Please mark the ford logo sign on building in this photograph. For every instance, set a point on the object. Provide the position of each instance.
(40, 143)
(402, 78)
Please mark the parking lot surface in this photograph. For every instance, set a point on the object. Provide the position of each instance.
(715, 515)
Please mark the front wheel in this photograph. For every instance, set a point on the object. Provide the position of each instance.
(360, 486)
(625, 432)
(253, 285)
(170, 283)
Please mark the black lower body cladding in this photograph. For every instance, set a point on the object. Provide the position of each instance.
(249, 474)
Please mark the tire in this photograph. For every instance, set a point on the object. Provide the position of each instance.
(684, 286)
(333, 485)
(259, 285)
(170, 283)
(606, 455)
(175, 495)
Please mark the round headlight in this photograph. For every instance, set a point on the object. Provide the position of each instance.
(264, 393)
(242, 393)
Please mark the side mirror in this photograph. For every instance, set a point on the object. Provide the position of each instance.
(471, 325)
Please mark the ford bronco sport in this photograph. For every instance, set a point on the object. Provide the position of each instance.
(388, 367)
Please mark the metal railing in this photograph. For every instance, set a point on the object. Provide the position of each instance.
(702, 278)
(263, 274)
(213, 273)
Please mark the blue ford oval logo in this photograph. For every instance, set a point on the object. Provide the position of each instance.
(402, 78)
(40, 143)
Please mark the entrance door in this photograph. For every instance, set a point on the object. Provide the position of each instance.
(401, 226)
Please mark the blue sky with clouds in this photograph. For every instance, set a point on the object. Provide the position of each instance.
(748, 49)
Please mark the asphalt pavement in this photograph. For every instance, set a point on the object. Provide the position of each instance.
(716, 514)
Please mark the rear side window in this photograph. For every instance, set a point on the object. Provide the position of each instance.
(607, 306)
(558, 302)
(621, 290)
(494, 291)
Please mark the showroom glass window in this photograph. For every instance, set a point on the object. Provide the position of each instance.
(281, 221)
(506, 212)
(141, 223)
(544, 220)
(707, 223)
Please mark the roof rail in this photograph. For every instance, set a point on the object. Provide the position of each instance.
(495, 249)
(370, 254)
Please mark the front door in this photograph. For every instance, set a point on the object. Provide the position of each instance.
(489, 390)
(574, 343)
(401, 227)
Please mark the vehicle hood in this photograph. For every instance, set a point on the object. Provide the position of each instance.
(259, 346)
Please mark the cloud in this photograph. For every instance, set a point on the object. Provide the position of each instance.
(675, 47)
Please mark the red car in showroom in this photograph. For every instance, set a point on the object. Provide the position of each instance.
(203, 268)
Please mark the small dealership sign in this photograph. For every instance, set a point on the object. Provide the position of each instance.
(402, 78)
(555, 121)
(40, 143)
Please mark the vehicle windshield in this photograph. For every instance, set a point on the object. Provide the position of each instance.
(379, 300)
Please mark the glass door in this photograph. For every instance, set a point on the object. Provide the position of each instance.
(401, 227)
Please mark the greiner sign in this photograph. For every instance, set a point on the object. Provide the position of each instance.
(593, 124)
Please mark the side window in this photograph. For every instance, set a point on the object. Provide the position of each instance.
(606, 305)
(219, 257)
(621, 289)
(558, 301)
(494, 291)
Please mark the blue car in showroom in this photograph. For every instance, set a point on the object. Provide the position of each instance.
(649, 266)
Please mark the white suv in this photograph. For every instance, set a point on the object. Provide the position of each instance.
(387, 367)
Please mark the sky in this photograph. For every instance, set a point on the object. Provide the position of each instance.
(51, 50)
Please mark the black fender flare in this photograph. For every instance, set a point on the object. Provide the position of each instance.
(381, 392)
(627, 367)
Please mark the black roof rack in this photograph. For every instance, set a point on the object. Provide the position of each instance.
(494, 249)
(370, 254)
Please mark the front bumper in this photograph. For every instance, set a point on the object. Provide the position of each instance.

◇ ◇ ◇ ◇ ◇

What is being asked:
In full and without change, transcribe every line of the records above.

Exercise answer:
Please mark the ford logo sign on building in this photograph. For every instance, set a point on the object. Provide the position of each instance.
(40, 143)
(402, 78)
Please mark the parking lot surface in this photograph. For every instance, set a point on the object. Provide the position of each instance.
(715, 515)
Please mark the front wheel in this photograph. For every instance, set a point on the object. Provide the position of each instance.
(360, 486)
(625, 432)
(253, 285)
(170, 283)
Please mark the black lower body cladding in this photograph. For every instance, set a point on the object. Provide the position of each instance.
(249, 474)
Please mark the tire in this photograph. For every instance, set a point on the object. Provide the position of each instance.
(684, 286)
(333, 485)
(259, 285)
(170, 283)
(606, 455)
(175, 495)
Please mark the round headlight in this photograph. For every instance, set a point on the object. Provide the position of each instance.
(264, 393)
(242, 393)
Please mark the side mirror in this photograph. For every instance, set a point on the object. Provide the position of each instance.
(471, 325)
Please mark the ford bronco sport in this photograph. For every instance, set a point on the object. Provide the position of each instance.
(388, 367)
Please mark the metal railing in this photograph. For every instance, set a point on the object. Provide the position of each instance.
(702, 278)
(263, 274)
(213, 273)
Please mark the blue ford oval logo in this photograph. For every instance, set a point on the object. Provide the position of each instance.
(402, 78)
(40, 143)
Please mark the entrance door in this photograph. For every instance, set a point on the object. Provide the position of each instance.
(401, 226)
Please mark the blue sky with clouds in this photograph. For every instance, set a point on the object. Provide the position of each instance.
(748, 49)
Please mark the asphalt pavement in this photograph. For every instance, set a point on the object. Provide the position of each instance.
(716, 514)
Please mark the rear side window in this photograph. For every instance, set a point on the object. Provide the position of each instance.
(607, 306)
(558, 302)
(621, 290)
(494, 291)
Please mark the showroom glass window in this photograph. For every instance, set a point on the object. Provide the position of each instance.
(281, 221)
(506, 212)
(141, 223)
(544, 220)
(707, 223)
Please mark the roof rail in this photograph. For every instance, set a point on the object. Provide the position of each instance.
(495, 249)
(370, 254)
Please mark the front door in this photograph. For every instance, set a point on the object. Provide the position of each instance.
(489, 390)
(574, 343)
(401, 227)
Please mark the vehicle hood in this photograph. For every instance, set a point on the object. Provide the position of each instance.
(259, 346)
Please mark the cloud in this photograph. For every instance, set a point on the object. Provide the position of each instance.
(675, 47)
Please mark the red car in showroom in this photograph. For every instance, set a point on the object. Provide the position of each instance.
(203, 268)
Please mark the small dealership sign in this photograph. For every instance, set a point on the object. Provide the position of each instance.
(402, 78)
(555, 121)
(40, 143)
Please mark the vehicle windshield in this photograph. For every instance, set a point on the object. Provide the position of each instance.
(379, 300)
Please mark the glass door in this photograph. For every instance, set a point on the object. Provide the position of each instance.
(401, 227)
Please mark the greiner sign in this photograph. For every instance, set a point on the object. Provide the position of each instance.
(593, 124)
Please mark the side window in this photograph. For every instance, set a point on the object. Provide the position of each instance.
(606, 305)
(219, 257)
(621, 289)
(558, 301)
(494, 291)
Please mark the blue car in showroom in this photograph. For every instance, set a point on the object. Provide the position of each instance.
(649, 266)
Please mark the white suv in this photograph. For every instance, set a point on the object. Provide the position of each instance.
(387, 367)
Please mark the sky in this photograph. For every instance, set a point on the object. Provide the position of each instance.
(51, 50)
Please mark the black fender flare in this photograph. For every instance, set a point on the object. Provide the position of each instance.
(381, 392)
(627, 367)
Please mark the black roof rack in this photograph. For every instance, set a point on the object. Provide the position of each instance.
(494, 249)
(370, 254)
Please mark the front bumper in this photograph. For every instance, set a point on the object. Provide the position of each instance.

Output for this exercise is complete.